Your assignment> Search the entries for the word "black" and report each line that has it.

Input records>
- Opening Delimiter -

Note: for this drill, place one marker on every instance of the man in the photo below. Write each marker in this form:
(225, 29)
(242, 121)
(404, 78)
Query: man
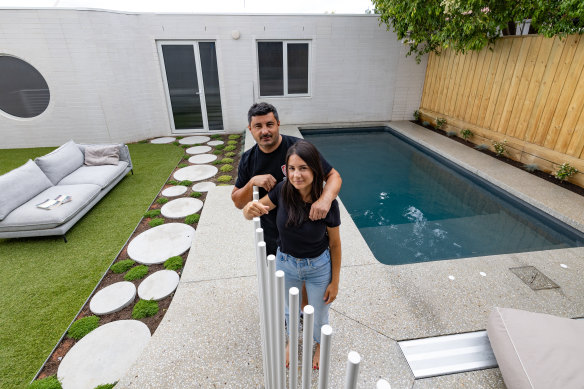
(264, 166)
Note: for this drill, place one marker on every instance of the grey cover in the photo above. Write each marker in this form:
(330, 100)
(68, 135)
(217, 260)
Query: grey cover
(98, 175)
(535, 350)
(20, 185)
(102, 155)
(61, 162)
(29, 216)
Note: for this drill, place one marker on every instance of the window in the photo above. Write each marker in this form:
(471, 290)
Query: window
(283, 68)
(24, 93)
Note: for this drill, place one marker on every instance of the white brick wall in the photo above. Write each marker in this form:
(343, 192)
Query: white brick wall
(106, 84)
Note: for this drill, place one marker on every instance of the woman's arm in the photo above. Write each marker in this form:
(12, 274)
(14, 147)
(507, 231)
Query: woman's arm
(335, 245)
(258, 208)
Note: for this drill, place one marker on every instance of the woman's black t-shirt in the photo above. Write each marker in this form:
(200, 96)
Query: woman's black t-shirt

- Closing Delimiter -

Solved problem>
Note: for this drill, place one marker on every instance of the woman's black t-shirt in the photo above. Write each marker in this form:
Query: woman's black t-shirt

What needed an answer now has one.